**Exercise objective**
In the entries that follow, the lines from the one with "Target: river water." through the one with "Could you kindly annotate the gray" are the ones to write out, exactly and with both ends included. Nothing else should appear.

Stored items from a collection:
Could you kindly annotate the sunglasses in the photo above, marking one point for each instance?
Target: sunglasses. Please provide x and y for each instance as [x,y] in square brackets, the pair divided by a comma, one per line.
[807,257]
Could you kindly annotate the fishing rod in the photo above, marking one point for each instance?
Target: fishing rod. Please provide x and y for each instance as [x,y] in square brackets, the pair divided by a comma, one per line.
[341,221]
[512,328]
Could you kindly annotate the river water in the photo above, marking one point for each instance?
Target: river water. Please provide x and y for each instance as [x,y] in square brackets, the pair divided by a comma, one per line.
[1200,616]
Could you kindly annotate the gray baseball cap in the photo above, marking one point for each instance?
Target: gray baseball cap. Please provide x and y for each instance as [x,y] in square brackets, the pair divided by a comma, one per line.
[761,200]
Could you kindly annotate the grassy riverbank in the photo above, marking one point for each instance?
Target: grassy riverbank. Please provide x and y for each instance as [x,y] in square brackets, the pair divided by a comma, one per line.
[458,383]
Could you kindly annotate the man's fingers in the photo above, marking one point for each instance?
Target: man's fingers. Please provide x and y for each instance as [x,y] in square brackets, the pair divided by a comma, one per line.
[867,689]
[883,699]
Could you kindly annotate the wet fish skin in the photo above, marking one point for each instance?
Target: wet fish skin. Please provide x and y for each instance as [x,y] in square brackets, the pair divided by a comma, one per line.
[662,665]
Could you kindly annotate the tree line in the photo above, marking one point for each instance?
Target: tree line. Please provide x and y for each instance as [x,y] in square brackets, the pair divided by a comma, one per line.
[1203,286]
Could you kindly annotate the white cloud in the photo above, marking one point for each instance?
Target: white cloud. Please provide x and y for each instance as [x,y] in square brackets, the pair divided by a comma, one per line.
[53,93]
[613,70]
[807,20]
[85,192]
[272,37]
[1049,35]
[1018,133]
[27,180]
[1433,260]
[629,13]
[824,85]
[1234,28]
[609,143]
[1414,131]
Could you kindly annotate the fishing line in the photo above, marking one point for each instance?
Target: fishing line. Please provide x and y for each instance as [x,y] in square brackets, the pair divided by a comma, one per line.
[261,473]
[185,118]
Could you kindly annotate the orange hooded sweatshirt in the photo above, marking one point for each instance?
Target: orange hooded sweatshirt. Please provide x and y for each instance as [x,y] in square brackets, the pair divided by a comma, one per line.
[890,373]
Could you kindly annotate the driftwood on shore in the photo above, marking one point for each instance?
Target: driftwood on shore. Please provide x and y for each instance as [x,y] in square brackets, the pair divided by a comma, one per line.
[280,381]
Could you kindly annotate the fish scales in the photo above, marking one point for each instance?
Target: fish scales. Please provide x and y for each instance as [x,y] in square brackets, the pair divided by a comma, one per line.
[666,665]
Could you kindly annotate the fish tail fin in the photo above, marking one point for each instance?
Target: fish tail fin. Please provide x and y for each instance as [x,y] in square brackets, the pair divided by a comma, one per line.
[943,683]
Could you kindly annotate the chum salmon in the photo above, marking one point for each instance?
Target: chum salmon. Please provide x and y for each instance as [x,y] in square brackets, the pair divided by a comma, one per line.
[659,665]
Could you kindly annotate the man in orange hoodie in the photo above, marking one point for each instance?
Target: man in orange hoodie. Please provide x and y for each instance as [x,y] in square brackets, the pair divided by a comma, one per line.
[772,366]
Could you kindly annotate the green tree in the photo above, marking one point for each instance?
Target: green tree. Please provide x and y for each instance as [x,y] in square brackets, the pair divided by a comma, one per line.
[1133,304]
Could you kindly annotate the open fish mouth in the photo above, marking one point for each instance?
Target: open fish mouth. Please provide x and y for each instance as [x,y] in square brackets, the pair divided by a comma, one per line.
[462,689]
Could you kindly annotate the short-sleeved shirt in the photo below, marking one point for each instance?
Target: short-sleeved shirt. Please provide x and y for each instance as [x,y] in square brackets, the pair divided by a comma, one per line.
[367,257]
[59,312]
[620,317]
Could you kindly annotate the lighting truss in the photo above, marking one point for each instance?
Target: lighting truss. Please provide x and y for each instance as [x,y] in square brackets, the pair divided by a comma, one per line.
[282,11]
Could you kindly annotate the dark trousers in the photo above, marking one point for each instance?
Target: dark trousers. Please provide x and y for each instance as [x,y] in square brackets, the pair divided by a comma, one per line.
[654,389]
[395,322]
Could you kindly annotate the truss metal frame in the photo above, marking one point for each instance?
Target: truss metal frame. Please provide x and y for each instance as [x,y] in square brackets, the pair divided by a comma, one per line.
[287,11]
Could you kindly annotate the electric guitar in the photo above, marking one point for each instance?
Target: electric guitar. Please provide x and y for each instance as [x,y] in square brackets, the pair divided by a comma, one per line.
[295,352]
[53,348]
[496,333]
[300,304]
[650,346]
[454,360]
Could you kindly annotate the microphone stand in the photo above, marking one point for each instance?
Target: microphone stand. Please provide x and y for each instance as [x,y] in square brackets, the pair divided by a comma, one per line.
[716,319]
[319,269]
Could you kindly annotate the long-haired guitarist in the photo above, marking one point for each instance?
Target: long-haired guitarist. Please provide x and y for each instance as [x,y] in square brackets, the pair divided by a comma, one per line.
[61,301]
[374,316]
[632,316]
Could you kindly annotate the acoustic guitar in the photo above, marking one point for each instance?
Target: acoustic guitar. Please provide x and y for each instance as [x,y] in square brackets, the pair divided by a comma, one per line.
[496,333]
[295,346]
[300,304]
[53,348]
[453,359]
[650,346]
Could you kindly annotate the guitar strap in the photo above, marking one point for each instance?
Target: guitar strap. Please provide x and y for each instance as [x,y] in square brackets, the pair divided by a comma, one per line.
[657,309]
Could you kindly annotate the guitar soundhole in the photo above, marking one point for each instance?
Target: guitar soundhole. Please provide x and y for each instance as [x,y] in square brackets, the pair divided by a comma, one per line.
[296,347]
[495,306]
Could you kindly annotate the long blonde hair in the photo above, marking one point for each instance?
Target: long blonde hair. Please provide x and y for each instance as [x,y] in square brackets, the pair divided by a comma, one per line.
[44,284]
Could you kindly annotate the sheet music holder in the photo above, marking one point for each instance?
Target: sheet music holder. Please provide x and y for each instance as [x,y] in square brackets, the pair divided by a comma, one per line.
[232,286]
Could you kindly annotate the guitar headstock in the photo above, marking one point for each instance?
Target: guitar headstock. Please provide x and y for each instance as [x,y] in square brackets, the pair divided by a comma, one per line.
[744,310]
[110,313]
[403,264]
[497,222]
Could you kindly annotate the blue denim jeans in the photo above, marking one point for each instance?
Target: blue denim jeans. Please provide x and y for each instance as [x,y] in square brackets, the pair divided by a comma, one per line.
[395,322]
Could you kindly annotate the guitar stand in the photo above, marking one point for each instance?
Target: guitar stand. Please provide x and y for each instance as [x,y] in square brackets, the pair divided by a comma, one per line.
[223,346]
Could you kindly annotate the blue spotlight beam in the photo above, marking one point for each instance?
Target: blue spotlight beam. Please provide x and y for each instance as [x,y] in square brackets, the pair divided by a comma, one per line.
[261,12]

**Answer space**
Target: river water. Please provide x and y for each instance as [x,y] in square brackets, the pair divided by a comma, one per line.
[1200,616]
Could you kindly annotate the gray baseball cap in the photo above, marking one point for each instance?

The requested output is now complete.